* [Supplied data]:
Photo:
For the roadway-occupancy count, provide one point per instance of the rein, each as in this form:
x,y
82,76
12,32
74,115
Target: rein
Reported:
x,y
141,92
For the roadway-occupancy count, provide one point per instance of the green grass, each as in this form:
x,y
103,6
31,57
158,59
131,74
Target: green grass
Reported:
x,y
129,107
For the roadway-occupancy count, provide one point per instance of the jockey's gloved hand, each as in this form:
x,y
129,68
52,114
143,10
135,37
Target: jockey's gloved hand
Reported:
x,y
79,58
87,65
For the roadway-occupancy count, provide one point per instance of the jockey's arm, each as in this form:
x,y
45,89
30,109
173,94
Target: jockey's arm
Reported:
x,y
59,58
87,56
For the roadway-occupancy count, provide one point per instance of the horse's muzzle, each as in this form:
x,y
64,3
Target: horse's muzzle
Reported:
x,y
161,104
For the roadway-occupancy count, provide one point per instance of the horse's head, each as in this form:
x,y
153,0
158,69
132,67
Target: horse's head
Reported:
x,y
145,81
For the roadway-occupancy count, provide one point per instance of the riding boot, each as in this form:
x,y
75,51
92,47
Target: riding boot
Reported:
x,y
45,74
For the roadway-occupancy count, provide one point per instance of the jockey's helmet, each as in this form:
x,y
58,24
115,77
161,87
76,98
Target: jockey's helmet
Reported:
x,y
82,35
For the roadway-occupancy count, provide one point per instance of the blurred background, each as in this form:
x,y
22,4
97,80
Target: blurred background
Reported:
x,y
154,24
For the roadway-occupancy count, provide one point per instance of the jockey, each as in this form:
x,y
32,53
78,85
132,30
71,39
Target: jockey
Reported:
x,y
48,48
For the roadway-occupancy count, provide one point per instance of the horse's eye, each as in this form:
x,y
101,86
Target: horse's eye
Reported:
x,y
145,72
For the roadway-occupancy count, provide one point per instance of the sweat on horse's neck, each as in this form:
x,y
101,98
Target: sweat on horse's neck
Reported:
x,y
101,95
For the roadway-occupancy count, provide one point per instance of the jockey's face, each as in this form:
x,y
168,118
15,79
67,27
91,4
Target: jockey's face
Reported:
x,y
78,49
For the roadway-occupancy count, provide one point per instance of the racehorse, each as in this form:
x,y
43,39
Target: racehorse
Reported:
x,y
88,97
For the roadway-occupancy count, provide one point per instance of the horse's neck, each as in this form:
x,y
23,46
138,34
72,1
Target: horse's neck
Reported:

* [Task brief]: Among the lines above, return those that contain the string "rein".

* [Response area]:
For the roadway-occupancy count, provide one point per instance of the rein, each as in this form:
Target: rein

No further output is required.